En Occidente ocurre actualmente algo bastante intrigante: parece asumirse como algo evidente que los seres humanos somos heterosexuales u homosexuales, categorías que, de acuerdo con la concepción predominante, serían excluyentes entre sí excepto en el caso de unos bichos raros, los bisexuales, que nadie sabe bien quiénes son ni dónde están. Existe un extraño imperativo: hay que identificarse con una de las dos etiquetas. Hay que ser una cosa o la otra, decisión que mayoritariamente se toma en la época de la adolescencia. Hay que ser monosexual.
Esto es comprensible si tenemos en cuenta el fuerte monosexismo que impera en nuestra cultura, es decir, las presiones que sufren los individuos para que se identifiquen con la etiqueta positiva de heterosexual, que excluiría radicalmente cualquier deseo hacia personas del mismo sexo, o (en su defecto) con la etiqueta opuesta, cargada de connotaciones negativas: la de homosexual, también excluyente. Las presiones monosexistas provienen de todas las instancias sociales: educación y crianza, moral religiosa, discursos psicológicos y científicos, modelos presentes en los medios de comunicación, relaciones interpersonales, etc., y se manifiesta en multitud de detalles de la vida cotidiana. Imaginemos el caso de un hombre o una mujer que tiene una vida normal, es decir, ajustada aparentemente a la norma (se ha casado, tiene hijos, etc.).

* [Ejercicio propuesto A]
Resume en dos oraciones el texto sobre el monosexismo.
* [Ejercicio propuesto B]
Reproduce, por favor, el fragmento del texto sobre el monosexismo que va desde "En Occidente ocurre" hasta "que ser monosexual.".
* [Ejercicio propuesto C]
Según el texto sobre el monosexismo, ¿en qué época se toma mayoritariamente la decisión de identificarse con una de las dos etiquetas?

(Entradas con coordenadas anotadas)
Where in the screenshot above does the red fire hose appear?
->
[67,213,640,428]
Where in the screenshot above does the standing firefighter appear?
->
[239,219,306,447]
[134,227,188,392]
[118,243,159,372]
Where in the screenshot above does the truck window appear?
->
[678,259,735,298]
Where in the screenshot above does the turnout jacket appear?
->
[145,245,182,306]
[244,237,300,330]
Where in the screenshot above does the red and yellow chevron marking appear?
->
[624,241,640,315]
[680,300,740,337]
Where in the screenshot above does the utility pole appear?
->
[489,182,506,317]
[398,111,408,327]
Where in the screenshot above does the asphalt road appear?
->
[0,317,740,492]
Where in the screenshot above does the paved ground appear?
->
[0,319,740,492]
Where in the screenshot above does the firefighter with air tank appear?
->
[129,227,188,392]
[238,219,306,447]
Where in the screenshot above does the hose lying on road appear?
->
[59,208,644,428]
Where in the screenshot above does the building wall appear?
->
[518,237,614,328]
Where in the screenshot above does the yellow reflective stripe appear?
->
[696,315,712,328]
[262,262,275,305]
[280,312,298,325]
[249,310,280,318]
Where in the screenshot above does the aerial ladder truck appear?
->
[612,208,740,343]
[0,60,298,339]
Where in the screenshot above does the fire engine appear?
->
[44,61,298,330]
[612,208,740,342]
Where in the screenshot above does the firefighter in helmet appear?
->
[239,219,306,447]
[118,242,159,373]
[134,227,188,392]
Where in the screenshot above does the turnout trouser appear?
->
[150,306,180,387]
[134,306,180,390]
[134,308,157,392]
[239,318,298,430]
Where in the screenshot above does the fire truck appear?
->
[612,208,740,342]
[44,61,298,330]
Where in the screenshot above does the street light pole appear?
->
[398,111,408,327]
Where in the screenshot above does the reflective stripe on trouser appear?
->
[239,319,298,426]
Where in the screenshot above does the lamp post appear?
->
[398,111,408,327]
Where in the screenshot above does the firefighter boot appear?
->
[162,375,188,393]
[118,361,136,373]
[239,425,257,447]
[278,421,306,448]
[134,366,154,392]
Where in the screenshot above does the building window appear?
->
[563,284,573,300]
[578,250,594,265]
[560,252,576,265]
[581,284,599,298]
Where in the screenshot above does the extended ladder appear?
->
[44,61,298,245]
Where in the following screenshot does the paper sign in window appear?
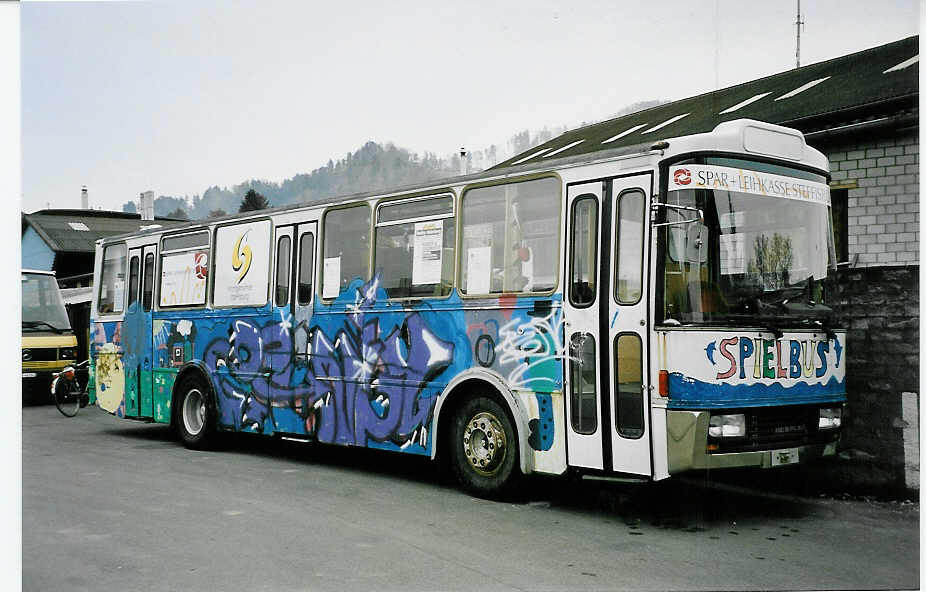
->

==

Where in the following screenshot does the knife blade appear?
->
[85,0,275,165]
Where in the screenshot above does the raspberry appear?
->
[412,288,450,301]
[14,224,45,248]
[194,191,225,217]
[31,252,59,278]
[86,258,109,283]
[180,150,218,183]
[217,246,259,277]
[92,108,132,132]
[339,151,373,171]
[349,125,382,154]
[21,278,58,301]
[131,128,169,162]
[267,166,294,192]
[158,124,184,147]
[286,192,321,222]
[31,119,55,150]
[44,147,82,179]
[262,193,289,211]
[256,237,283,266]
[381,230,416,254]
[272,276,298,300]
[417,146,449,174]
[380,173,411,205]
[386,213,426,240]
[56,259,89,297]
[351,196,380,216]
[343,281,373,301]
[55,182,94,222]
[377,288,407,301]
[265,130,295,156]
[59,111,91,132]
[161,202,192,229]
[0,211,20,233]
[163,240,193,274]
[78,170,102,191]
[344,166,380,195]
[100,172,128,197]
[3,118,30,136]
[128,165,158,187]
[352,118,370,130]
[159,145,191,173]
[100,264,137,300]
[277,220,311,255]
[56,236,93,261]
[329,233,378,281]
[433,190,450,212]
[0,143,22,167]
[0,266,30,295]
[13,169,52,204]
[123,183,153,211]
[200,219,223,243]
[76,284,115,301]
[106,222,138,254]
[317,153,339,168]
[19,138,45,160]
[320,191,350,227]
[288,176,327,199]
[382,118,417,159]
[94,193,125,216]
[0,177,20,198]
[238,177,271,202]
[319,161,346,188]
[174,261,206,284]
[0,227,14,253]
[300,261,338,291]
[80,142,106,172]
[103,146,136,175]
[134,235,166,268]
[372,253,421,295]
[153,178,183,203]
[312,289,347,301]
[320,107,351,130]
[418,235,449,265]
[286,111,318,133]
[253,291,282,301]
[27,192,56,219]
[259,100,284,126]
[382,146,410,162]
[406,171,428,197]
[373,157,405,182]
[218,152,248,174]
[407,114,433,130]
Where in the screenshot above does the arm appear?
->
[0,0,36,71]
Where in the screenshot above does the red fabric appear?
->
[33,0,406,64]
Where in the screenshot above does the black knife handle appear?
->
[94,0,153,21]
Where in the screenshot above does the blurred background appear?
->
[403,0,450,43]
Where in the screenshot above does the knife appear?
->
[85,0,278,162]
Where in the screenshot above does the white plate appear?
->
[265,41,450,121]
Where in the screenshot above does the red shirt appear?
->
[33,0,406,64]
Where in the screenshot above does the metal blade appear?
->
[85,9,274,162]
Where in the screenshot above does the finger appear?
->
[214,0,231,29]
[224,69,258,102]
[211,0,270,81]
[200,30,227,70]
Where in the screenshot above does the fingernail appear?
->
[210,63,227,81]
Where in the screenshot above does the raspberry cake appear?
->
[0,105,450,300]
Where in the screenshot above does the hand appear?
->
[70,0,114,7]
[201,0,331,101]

* [Resultado de la tarea A]
En Occidente se da por evidente que las personas son heterosexuales u homosexuales, dos categorías excluyentes, y existe el imperativo de identificarse con una de ellas, normalmente en la adolescencia. Esto se explica por el fuerte monosexismo de la cultura, cuyas presiones provienen de todas las instancias sociales y se manifiestan en multitud de detalles de la vida cotidiana.

* [Resultado de la tarea B]
En Occidente ocurre actualmente algo bastante intrigante: parece asumirse como algo evidente que los seres humanos somos heterosexuales u homosexuales, categorías que, de acuerdo con la concepción predominante, serían excluyentes entre sí excepto en el caso de unos bichos raros, los bisexuales, que nadie sabe bien quiénes son ni dónde están. Existe un extraño imperativo: hay que identificarse con una de las dos etiquetas. Hay que ser una cosa o la otra, decisión que mayoritariamente se toma en la época de la adolescencia. Hay que ser monosexual.

* [Resultado de la tarea C]
En la época de la adolescencia.